→ **DATASET**:
● ● ● ● ● ● ●

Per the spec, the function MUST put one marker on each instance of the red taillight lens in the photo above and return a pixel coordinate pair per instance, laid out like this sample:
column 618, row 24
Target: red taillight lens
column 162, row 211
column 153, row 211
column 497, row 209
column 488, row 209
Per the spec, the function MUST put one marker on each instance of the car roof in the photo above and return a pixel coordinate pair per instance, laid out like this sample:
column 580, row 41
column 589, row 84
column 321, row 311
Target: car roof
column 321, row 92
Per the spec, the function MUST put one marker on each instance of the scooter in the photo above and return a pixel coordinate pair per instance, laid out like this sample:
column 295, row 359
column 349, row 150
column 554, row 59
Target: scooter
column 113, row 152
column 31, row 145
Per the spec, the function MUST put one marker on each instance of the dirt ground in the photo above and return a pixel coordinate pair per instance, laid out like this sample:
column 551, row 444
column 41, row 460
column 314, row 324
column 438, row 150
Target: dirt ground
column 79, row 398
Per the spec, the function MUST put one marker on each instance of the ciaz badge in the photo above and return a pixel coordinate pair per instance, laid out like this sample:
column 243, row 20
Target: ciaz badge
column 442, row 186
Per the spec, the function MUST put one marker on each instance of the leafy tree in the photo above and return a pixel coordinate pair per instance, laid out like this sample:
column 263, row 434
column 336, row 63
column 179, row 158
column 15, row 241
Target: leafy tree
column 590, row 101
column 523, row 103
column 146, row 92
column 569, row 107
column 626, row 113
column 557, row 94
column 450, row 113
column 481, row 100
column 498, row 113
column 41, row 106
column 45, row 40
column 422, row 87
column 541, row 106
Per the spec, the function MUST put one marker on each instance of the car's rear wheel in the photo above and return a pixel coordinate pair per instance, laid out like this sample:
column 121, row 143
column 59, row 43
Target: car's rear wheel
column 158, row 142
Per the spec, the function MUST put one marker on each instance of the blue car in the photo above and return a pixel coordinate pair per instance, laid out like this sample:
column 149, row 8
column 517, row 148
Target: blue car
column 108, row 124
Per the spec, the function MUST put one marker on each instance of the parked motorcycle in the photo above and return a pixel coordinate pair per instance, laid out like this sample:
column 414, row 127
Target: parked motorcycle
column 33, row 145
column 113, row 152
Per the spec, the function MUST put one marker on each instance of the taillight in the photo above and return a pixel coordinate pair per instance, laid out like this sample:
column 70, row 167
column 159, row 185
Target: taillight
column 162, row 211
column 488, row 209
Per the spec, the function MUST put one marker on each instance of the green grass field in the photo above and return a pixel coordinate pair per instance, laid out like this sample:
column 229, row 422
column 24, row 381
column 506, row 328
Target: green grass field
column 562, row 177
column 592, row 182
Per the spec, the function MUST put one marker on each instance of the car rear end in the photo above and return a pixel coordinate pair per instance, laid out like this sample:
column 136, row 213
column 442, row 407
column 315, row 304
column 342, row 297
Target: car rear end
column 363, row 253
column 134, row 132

● ● ● ● ● ● ●

→ **WHAT YOU WILL DO**: Update the material above by replacing every occurrence of "marker" with "pin", and leave everything else unchanged.

→ **EXERCISE OUTPUT**:
Per the spec, the function MUST put one pin on each instance of the red taillight lens in the photo above and return a pixel coordinate pair per instance, laid out like this sample:
column 618, row 24
Target: red taillight lens
column 162, row 211
column 153, row 211
column 497, row 209
column 488, row 209
Per the spec, the function MUST put one pin on each instance of the car roof in the photo above and return a pixel coordinate pair per instance, laid out like this sample:
column 580, row 41
column 589, row 84
column 321, row 311
Target: car roof
column 321, row 92
Per the spec, the function MUST put one pin on each instance of the scooter in the photo above and return a pixel coordinate pair per instance, laid out like this sample:
column 295, row 359
column 349, row 150
column 554, row 59
Target: scooter
column 113, row 152
column 31, row 145
Per the spec, the function MUST put one pin on each instance of the dirt ground in the photo above and return a pixel coordinate pair per instance, laid out like this sample:
column 551, row 444
column 41, row 460
column 314, row 324
column 438, row 150
Target: dirt ground
column 79, row 398
Per the spec, the function MUST put one pin on each instance of the ciaz badge in the photo above and return a pixel coordinate pair per instance, laid out like this sample:
column 243, row 20
Target: ciaz badge
column 442, row 186
Per the spec, the function MUST put one pin on each instance of the leafy tree in the photo above and return a pixel coordinate pair per instance, laid out like this sample:
column 263, row 434
column 336, row 63
column 179, row 158
column 15, row 241
Target: leafy tree
column 590, row 101
column 523, row 103
column 146, row 92
column 569, row 107
column 626, row 113
column 557, row 94
column 450, row 113
column 481, row 100
column 498, row 113
column 41, row 106
column 45, row 40
column 422, row 87
column 541, row 106
Per the spec, the function MUST put one pin on each instance of the car's rear wheel in the photo above and return a pixel coordinate pair per instance, laid out like this sample:
column 121, row 143
column 59, row 43
Target: car's rear wheel
column 158, row 142
Per the spec, the function MUST put one pin on each instance of the blue car in the photo above and return a pixel coordinate pair per instance, laid out like this sample:
column 149, row 8
column 517, row 148
Target: blue car
column 108, row 124
Per the spec, the function MUST put one pin on each instance of the parked motorcycle in the photo above and return a pixel coordinate pair per instance, laid out like this sample:
column 414, row 127
Target: parked motorcycle
column 33, row 145
column 113, row 152
Per the spec, the function MUST put one pin on each instance of the taillight in the photo above and return a pixel coordinate pair per instance, laid out like this sample:
column 70, row 167
column 159, row 185
Target: taillight
column 162, row 211
column 488, row 209
Per the spec, the function MUST put one pin on each instance of the green grass field in the photo above and return a pixel coordinate pair per instance, laid out like this sample:
column 229, row 422
column 24, row 381
column 506, row 328
Target: green grass field
column 562, row 177
column 592, row 182
Per the spec, the function MUST put one pin on each instance of the car rear end in the photo above and return a pixel coordinate pair per instance, laid out like this sample:
column 136, row 213
column 442, row 407
column 315, row 304
column 342, row 297
Target: car rear end
column 363, row 253
column 134, row 132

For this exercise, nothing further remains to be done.